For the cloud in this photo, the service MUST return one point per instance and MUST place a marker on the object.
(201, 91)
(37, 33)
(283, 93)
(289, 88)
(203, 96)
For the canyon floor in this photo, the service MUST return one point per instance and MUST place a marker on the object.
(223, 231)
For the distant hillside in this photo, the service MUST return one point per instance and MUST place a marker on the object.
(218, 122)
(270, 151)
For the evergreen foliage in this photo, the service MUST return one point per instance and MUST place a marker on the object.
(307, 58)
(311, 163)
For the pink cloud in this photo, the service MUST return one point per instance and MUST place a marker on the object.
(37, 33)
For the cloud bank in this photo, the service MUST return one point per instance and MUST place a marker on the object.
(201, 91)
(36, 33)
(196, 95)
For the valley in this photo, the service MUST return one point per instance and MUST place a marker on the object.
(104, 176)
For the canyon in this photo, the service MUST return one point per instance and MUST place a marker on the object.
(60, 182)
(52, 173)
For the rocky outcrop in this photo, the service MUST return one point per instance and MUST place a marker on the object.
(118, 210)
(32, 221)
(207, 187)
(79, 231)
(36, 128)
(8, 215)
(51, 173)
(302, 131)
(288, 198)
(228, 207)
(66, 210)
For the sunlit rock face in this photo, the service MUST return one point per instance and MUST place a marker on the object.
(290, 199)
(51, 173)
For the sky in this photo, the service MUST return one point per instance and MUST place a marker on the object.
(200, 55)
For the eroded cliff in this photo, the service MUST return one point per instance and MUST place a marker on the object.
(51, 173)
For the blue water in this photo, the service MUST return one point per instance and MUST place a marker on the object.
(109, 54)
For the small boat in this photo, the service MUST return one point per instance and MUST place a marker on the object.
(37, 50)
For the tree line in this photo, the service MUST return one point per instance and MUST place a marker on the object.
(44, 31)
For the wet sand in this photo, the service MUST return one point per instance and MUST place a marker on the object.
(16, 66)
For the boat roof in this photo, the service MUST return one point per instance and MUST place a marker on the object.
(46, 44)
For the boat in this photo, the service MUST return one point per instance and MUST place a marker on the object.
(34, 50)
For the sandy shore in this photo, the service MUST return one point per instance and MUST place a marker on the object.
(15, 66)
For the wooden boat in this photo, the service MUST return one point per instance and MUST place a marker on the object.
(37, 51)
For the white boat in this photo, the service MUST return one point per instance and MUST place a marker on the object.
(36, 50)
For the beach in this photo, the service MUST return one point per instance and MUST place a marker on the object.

______________________________

- **Written instruction**
Please update the records above, changing every "marker" to "pin" and leaving the rest of each line unchanged.

- **Answer for this exercise**
For the cloud in this photo, the service MUST return one point per instance and MUST place a pin on the object.
(201, 91)
(37, 33)
(283, 93)
(289, 88)
(203, 96)
For the canyon floor in this photo, the service MUST return one point per instance and MUST place a pin on the object.
(223, 231)
For the distant hillside in this photo, the service MUST return one point per instance and MUST place a pin on the object.
(218, 122)
(270, 151)
For the evergreen foliage in this photo, the service MUST return one point per instance and MUST place a pin on the object.
(307, 58)
(311, 163)
For the pink cloud in this photo, the service MUST return one point per instance and MUST place a pin on the object.
(37, 33)
For the cloud bank in this photo, the service MUST return one point per instance and MUST place a pin on the object.
(201, 91)
(36, 33)
(196, 95)
For the valley in this photo, the service MUST return one point per instance and MUST place a pin on the object.
(104, 176)
For the canyon in this photo, the service MUST return one point per instance and MUST place a pin on the object.
(60, 182)
(52, 173)
For the rocky outcrop in this photo, the service MUST return one point per instance and MUST place a pin on the object.
(118, 210)
(32, 221)
(207, 187)
(79, 231)
(36, 128)
(8, 215)
(51, 173)
(302, 131)
(288, 198)
(228, 207)
(66, 210)
For the sunlit rock face in this photo, the service MUST return one point per instance and MUST place a pin on the object.
(290, 199)
(51, 173)
For the sky in this photo, the service MUST return one point per instance and MUST place a pin on the object.
(200, 55)
For the eroded cliff in this photo, the service MUST return one point per instance and MUST place a pin on the object.
(51, 173)
For the blue water in this photo, the service MUST return one point per instance and MUST place a pin on the object.
(109, 54)
For the small boat in this photo, the service MUST return one point per instance and MUST place a pin on the object.
(37, 50)
For the tree line in this photo, the service MUST return one point per instance and MUST place a pin on the object.
(44, 31)
For the wet sand in this photo, the service MUST return one point per instance and MUST place a pin on the object.
(16, 66)
For the boat roof in this photo, the service MUST return one point per instance and MUST place a pin on the object.
(46, 44)
For the boat in this photo, the service MUST return one point per instance and MUST place a pin on the object.
(34, 50)
For the sandy shore in this photo, the service MUST return one point per instance and MUST place a pin on the object.
(15, 66)
For the wooden boat in this photo, the service MUST return one point per instance and MUST place a pin on the object.
(37, 51)
For the white boat in this photo, the service MUST return one point per instance and MUST place a pin on the object.
(36, 50)
For the beach in this photo, the service MUST return one point per instance and MUST place a pin on the object.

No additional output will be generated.